■ **OBJECTIVE**:
Extend the PostgreSQL memory thread below, picking up right after its last line.

■ **DOCUMENT PASSAGE**:
........

Yeah.  You have to be aware of top's quirky behavior for shared memory:
on most platforms it will count the shared memory against *each*
process, but only as much of the shared memory as that process has
touched so far.  So over time the reported size of any PG process will
tend to climb to something over the shared memory size, but most of that
isn't "real".

I haven't directly checked whether OS X's top behaves that way, but
given your report I think it does.

            regards, tom lane

Re: two memory-consuming postgres processes

From
Greg Smith
Date:
On Fri, 2 May 2008, Alexy Khrabrov wrote:

> I have an UPDATE query updating a 100 million row table, and
> allocate enough memory via shared_buffers=1500MB.

In addition to reducing that as you've been advised, you'll probably need
to increase checkpoint_segments significantly from the default (3) in
order to get good performance on an update that large.  Something like 30
would be a reasonable starting point.

I'd suggest doing those two things, seeing how things go, and reporting
back if you still think performance is unacceptable.  We'd need to know
your PostgreSQL version in order to really target future suggestions.

--
* Greg Smith gsmith@gregsmith.com http://www.gregsmith.com Baltimore, MD

Re: two memory-consuming postgres processes

From
Alexy Khrabrov
Date:
On May 2, 2008, at 1:13 PM, Tom Lane wrote:
> I don't think you should figure on more than 1GB being
> usefully available to Postgres, and you can't give all or even most of
> that space to shared_buffers.

........

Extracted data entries

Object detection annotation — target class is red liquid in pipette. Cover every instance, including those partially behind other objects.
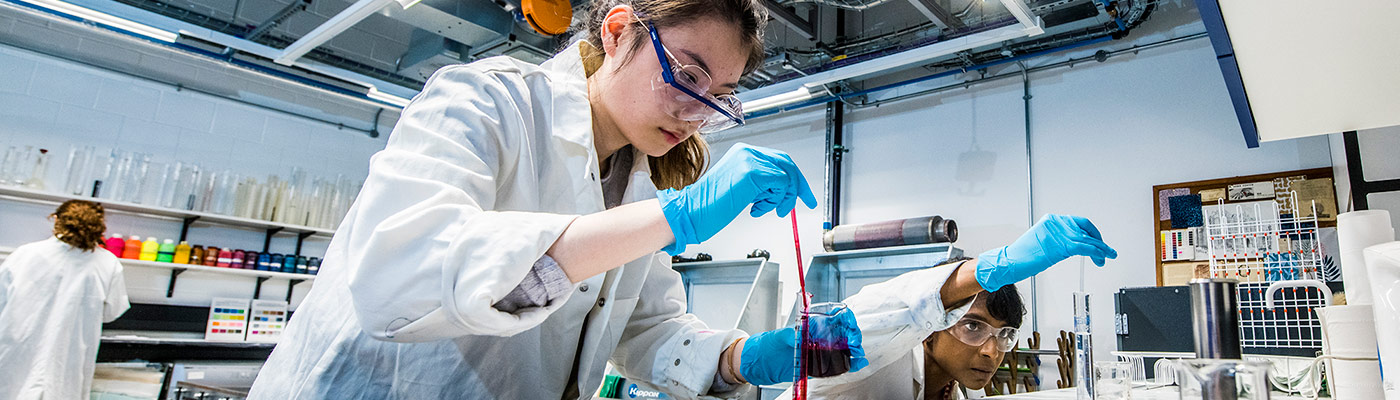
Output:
[790,212,812,400]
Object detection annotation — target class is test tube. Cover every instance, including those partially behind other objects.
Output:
[1074,292,1093,400]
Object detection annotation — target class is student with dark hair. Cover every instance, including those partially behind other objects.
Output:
[789,215,1117,400]
[0,200,130,399]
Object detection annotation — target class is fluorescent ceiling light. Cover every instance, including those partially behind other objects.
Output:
[365,87,409,109]
[20,0,179,43]
[743,85,812,113]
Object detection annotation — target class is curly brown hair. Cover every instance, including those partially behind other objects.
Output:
[582,0,769,189]
[50,200,106,252]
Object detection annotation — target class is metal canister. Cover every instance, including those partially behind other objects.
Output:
[822,215,958,252]
[1191,278,1242,359]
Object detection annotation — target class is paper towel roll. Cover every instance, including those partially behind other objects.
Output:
[1337,210,1396,305]
[1365,242,1400,400]
[1317,305,1385,399]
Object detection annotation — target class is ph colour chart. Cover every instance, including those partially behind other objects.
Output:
[204,298,248,341]
[248,301,287,343]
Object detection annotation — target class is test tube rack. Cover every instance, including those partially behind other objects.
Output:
[1204,192,1329,352]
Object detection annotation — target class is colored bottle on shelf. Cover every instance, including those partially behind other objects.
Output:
[244,250,258,270]
[102,234,126,257]
[155,239,175,263]
[189,245,204,266]
[204,246,218,267]
[267,253,284,273]
[172,241,189,264]
[140,236,161,262]
[214,249,234,269]
[122,235,141,260]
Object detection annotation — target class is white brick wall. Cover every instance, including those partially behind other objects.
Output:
[0,45,392,306]
[0,46,392,195]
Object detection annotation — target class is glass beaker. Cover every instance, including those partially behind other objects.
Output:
[1093,361,1133,400]
[802,302,851,378]
[63,145,97,196]
[0,145,34,186]
[24,148,49,190]
[1175,358,1273,400]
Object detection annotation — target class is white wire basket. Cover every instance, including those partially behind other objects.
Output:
[1203,192,1330,352]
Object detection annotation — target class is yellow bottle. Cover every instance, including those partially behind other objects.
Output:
[174,241,189,264]
[140,236,161,262]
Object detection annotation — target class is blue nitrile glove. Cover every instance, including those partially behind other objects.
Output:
[739,308,871,385]
[657,143,816,256]
[977,214,1119,291]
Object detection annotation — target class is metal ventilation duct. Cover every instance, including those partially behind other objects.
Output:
[382,0,560,78]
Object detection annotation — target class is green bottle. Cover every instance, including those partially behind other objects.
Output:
[155,239,175,263]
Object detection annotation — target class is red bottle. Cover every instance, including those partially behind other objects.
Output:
[104,234,126,257]
[122,235,141,260]
[204,246,218,267]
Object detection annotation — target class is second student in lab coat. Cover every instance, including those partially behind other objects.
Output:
[249,0,864,400]
[0,200,130,400]
[778,215,1117,400]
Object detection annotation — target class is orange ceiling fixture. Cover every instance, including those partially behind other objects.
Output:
[521,0,574,36]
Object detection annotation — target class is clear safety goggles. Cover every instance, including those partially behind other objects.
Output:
[948,317,1019,352]
[641,22,743,134]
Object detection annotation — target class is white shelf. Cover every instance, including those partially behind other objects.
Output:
[0,246,316,281]
[0,186,335,236]
[120,259,316,281]
[102,336,277,348]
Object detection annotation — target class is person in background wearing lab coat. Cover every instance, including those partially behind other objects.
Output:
[249,0,865,400]
[0,200,130,400]
[780,214,1117,400]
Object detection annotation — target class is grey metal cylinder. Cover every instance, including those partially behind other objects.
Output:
[1191,278,1242,359]
[822,215,958,252]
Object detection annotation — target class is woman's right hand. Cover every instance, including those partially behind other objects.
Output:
[657,143,816,255]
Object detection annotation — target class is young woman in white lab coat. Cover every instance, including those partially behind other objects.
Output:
[0,200,130,400]
[249,0,864,400]
[780,215,1117,400]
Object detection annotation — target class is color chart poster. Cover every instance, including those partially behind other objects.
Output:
[204,298,249,341]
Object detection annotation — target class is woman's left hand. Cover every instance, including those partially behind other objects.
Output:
[739,308,869,385]
[657,143,816,255]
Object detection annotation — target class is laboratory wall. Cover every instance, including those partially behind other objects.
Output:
[0,45,392,305]
[1327,126,1400,227]
[690,3,1331,369]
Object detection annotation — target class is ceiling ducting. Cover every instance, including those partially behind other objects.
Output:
[0,0,1161,120]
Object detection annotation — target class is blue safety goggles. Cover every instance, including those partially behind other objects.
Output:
[643,22,743,133]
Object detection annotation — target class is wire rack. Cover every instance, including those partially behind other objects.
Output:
[1204,192,1329,350]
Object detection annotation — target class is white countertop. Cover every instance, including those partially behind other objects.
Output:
[988,386,1331,400]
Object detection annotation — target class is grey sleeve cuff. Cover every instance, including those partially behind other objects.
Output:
[710,372,743,394]
[491,256,574,312]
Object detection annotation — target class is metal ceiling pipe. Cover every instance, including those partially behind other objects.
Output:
[739,0,1044,102]
[273,0,400,66]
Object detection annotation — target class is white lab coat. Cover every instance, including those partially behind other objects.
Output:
[0,238,130,400]
[778,264,972,400]
[249,43,745,400]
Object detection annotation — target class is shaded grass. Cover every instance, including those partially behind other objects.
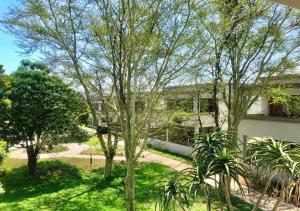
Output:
[80,146,125,156]
[0,158,258,211]
[84,136,99,147]
[147,147,191,163]
[41,144,69,153]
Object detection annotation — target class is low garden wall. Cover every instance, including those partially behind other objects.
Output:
[148,138,193,156]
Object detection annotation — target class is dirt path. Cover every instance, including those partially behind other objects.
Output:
[9,143,300,211]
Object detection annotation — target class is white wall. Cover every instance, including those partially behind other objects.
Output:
[239,119,300,143]
[148,139,193,156]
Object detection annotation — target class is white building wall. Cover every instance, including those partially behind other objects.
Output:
[239,119,300,143]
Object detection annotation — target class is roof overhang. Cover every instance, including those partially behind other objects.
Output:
[274,0,300,9]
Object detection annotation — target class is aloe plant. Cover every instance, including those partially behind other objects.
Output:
[247,137,300,211]
[155,174,190,211]
[193,131,247,210]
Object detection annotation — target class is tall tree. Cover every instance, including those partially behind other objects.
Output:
[1,0,118,177]
[92,0,198,211]
[0,65,11,147]
[7,65,87,175]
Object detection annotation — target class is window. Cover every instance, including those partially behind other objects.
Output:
[200,98,215,112]
[93,103,100,111]
[289,96,300,118]
[135,101,145,112]
[167,98,194,112]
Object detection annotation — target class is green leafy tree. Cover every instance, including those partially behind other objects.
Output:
[0,65,11,146]
[1,0,118,181]
[7,65,87,175]
[193,0,300,141]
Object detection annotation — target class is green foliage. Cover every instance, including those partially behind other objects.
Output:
[80,147,125,156]
[247,138,300,210]
[157,131,247,210]
[0,65,11,143]
[172,111,190,125]
[0,140,7,168]
[155,175,190,211]
[247,138,300,177]
[269,87,293,105]
[0,161,172,211]
[41,144,69,153]
[8,69,87,143]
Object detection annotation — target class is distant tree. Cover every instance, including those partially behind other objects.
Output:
[1,0,118,178]
[7,68,87,175]
[193,0,300,138]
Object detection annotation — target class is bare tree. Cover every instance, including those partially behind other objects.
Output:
[89,0,202,210]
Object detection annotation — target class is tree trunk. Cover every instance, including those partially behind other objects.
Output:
[272,176,285,211]
[252,172,276,211]
[204,188,211,211]
[26,145,37,176]
[104,157,113,179]
[224,175,234,211]
[125,159,135,211]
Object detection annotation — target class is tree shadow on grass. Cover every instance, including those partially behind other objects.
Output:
[0,160,82,203]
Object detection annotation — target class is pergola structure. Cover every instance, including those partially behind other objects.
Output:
[274,0,300,9]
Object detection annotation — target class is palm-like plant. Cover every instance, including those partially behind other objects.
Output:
[247,138,300,211]
[187,160,212,211]
[193,131,247,210]
[155,174,190,211]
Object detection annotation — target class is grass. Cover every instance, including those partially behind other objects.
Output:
[0,158,258,211]
[84,136,99,147]
[41,144,69,153]
[147,147,191,163]
[80,145,125,156]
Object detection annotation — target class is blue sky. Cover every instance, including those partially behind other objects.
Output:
[0,0,33,73]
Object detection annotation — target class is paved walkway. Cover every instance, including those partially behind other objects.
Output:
[9,143,300,211]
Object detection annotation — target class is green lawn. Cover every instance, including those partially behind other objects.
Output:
[84,136,100,147]
[0,158,258,211]
[147,147,191,163]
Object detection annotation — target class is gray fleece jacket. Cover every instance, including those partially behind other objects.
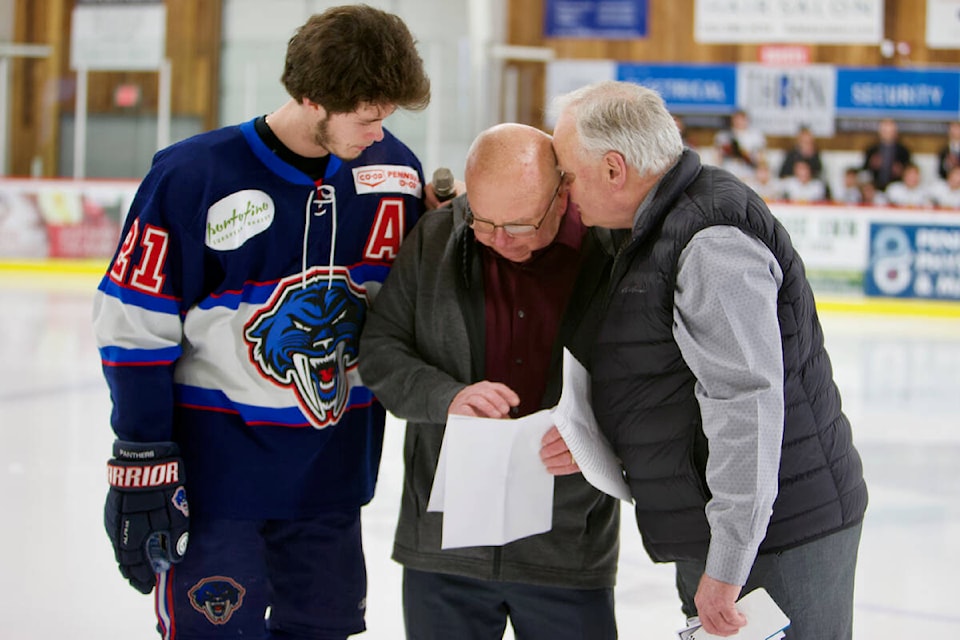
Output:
[359,196,620,589]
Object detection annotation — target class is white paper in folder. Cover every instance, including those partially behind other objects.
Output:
[677,587,790,640]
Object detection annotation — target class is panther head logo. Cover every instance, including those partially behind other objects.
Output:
[244,268,367,429]
[188,576,247,625]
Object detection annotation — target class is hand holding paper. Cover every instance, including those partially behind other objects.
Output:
[677,587,790,640]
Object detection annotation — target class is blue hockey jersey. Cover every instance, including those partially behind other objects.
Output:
[94,121,423,519]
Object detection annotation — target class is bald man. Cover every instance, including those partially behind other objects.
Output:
[359,124,619,640]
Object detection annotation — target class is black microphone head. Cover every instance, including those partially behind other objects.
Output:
[433,167,457,202]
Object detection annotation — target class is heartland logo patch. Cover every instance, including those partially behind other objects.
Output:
[353,164,423,198]
[205,189,276,251]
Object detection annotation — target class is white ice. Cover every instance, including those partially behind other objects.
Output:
[0,273,960,640]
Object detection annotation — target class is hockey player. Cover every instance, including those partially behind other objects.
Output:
[94,5,430,639]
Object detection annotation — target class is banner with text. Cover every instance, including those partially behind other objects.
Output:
[864,222,960,300]
[543,0,649,40]
[837,68,960,120]
[693,0,883,44]
[736,64,837,137]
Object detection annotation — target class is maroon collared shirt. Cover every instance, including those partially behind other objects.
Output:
[480,206,586,418]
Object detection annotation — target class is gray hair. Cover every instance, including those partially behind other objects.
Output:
[550,80,683,177]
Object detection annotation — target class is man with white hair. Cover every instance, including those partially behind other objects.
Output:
[554,82,867,640]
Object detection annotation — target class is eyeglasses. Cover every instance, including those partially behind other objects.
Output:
[466,171,564,238]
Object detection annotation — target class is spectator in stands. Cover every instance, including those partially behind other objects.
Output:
[673,113,693,149]
[937,122,960,180]
[863,118,910,191]
[743,159,783,202]
[884,162,931,207]
[780,127,823,180]
[781,159,829,202]
[860,178,890,207]
[713,109,767,178]
[930,164,960,209]
[833,167,863,204]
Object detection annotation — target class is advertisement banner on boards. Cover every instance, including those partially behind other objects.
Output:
[864,222,960,300]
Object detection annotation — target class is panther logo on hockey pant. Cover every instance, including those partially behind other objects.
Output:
[189,576,246,625]
[244,267,366,429]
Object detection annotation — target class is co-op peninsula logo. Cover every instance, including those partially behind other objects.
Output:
[205,189,276,251]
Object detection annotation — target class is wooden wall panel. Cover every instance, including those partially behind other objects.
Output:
[8,0,69,176]
[10,0,222,176]
[507,0,960,152]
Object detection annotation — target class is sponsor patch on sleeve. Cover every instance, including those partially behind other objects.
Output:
[353,164,423,198]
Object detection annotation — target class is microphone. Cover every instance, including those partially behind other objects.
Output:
[433,167,457,202]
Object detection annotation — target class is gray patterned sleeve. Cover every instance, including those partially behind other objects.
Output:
[673,226,784,585]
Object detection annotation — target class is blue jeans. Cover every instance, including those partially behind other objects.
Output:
[676,523,863,640]
[403,568,617,640]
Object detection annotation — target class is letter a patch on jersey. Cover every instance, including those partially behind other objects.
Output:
[363,198,404,262]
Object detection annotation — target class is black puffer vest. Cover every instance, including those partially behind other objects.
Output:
[592,150,867,562]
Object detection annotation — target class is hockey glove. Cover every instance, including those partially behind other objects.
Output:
[103,440,190,593]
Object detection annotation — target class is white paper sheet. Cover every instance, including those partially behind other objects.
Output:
[427,350,632,549]
[551,349,633,502]
[427,411,553,549]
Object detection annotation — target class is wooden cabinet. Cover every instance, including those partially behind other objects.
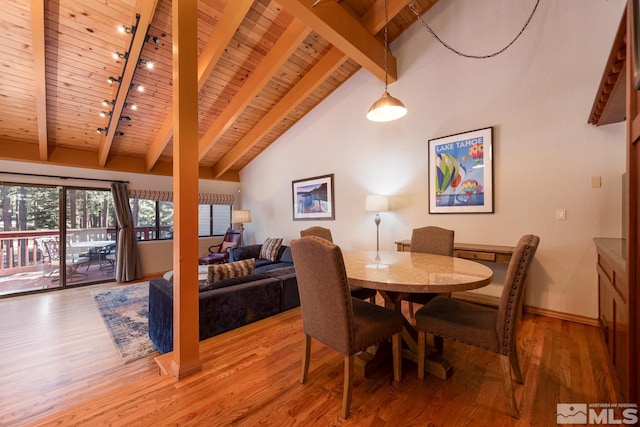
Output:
[593,238,630,390]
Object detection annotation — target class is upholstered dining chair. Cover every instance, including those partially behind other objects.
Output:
[198,228,242,265]
[416,234,540,418]
[291,236,403,418]
[300,225,378,304]
[406,226,455,318]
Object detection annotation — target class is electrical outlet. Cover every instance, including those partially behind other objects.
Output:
[556,209,567,221]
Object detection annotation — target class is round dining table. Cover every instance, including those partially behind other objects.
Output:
[343,251,493,379]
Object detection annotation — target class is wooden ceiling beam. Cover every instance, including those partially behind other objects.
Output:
[145,0,253,172]
[98,0,158,166]
[0,141,240,182]
[212,46,348,178]
[30,0,49,161]
[278,0,398,83]
[198,18,311,160]
[361,0,407,34]
[212,0,406,177]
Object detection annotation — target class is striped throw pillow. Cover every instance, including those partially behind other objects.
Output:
[260,237,282,261]
[207,258,255,285]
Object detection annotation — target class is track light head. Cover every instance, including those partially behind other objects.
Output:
[118,24,136,34]
[144,36,162,44]
[111,52,129,60]
[138,59,153,70]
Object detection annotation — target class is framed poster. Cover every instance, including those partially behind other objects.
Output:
[291,174,335,221]
[429,127,493,214]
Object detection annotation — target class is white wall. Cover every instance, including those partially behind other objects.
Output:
[241,0,625,318]
[0,160,240,276]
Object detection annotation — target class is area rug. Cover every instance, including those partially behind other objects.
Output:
[92,282,157,363]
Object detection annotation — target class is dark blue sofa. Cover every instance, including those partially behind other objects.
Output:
[149,266,300,353]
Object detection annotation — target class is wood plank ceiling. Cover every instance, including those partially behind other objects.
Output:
[0,0,437,181]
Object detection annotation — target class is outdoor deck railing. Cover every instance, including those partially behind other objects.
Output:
[0,227,170,276]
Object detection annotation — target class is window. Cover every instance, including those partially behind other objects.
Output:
[129,194,233,241]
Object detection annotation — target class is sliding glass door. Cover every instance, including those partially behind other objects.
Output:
[0,182,116,296]
[62,188,116,284]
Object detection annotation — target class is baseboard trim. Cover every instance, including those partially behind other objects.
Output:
[524,305,598,326]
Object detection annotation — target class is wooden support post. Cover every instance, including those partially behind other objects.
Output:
[171,0,202,378]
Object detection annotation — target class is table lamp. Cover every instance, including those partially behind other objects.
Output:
[231,209,251,246]
[364,194,389,252]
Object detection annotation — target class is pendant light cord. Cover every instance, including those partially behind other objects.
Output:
[404,0,540,59]
[384,0,388,93]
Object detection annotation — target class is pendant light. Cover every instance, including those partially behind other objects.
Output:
[367,0,407,122]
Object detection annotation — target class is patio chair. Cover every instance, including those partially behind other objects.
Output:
[43,239,91,280]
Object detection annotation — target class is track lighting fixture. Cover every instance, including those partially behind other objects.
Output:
[144,36,161,44]
[118,24,136,34]
[138,59,153,70]
[111,52,129,60]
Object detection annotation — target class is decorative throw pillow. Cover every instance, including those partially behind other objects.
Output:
[260,237,282,261]
[220,242,238,253]
[207,258,255,285]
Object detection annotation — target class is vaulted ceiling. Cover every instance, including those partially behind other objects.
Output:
[0,0,437,181]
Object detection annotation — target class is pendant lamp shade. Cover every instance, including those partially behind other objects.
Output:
[367,0,407,122]
[367,90,407,122]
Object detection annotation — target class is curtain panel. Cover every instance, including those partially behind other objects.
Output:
[129,189,234,206]
[111,182,144,282]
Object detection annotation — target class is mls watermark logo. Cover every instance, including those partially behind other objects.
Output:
[556,403,587,424]
[556,403,638,425]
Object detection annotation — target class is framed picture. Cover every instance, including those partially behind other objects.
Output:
[291,174,335,221]
[429,127,493,214]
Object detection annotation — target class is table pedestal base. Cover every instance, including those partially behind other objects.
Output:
[355,291,453,380]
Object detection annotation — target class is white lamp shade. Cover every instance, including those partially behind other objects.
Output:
[231,210,251,224]
[367,91,407,122]
[364,194,389,212]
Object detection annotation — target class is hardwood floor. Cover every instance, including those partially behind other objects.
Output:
[0,284,624,426]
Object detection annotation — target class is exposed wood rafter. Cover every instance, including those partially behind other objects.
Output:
[213,47,347,178]
[145,0,253,171]
[198,18,311,159]
[31,0,49,161]
[278,0,398,83]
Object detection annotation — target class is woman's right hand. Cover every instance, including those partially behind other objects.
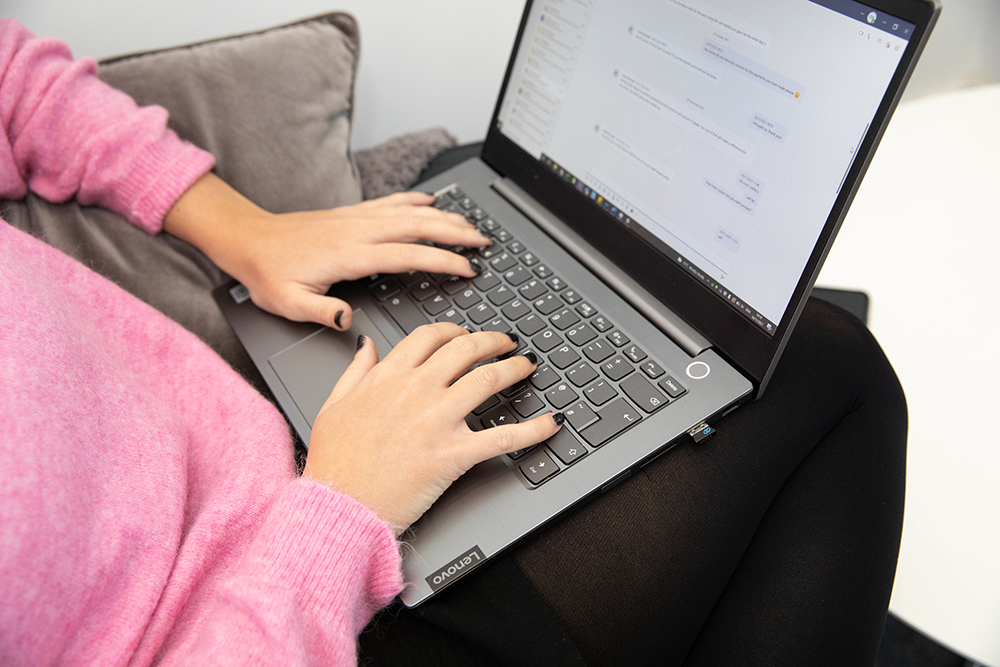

........

■ **REPLY**:
So how should I divide say a 512 MB between shared_buffers and, um,
what else?  (new to pg tuning :)

I naively thought that if I have a 100,000,000 row table, of the form
(integer,integer,smallint,date), and add a real coumn to it, it will
scroll through the memory reasonably fast.  Yet when I had
shared_buffers=128 MB, it was hanging there 8 hours before I killed
it, and now with 1500MB is paging again for several hours with no end
in sight.  Why can't it just add a column to a row at a time and be
done with it soon enough? :)  It takes inordinately long compared to a
FORTRAN or even python program and there's no index usage for this
table, a sequential scan, why all the paging?

Cheers,
Alexy

Re: two memory-consuming postgres processes

From
Alexy Khrabrov
Date:
On May 2, 2008, at 1:22 PM, Greg Smith wrote:

> On Fri, 2 May 2008, Alexy Khrabrov wrote:
>
>> I have an UPDATE query updating a 100 million row table, and
>> allocate enough memory via shared_buffers=1500MB.
>
> In addition to reducing that as you've been advised, you'll probably
> need to increase checkpoint_segments significantly from the default
> (3) in order to get good performance on an update that large.
> Something like 30 would be a reasonable starting point.
>
> I'd suggest doing those two things, seeing how things go, and
> reporting back if you still think performance is unacceptable.  We'd
> need to know your PostgreSQL version in order to really target
> future suggestions.

PostgreSQL 8.3.1, compiled from source on Mac OSX 10.5.2 (Leopard).
Saw the checkpoint_segments warning every ~20sec and increased it to
100 already.  Will see what 512 MB buys me, but 128 MB was paging
miserably.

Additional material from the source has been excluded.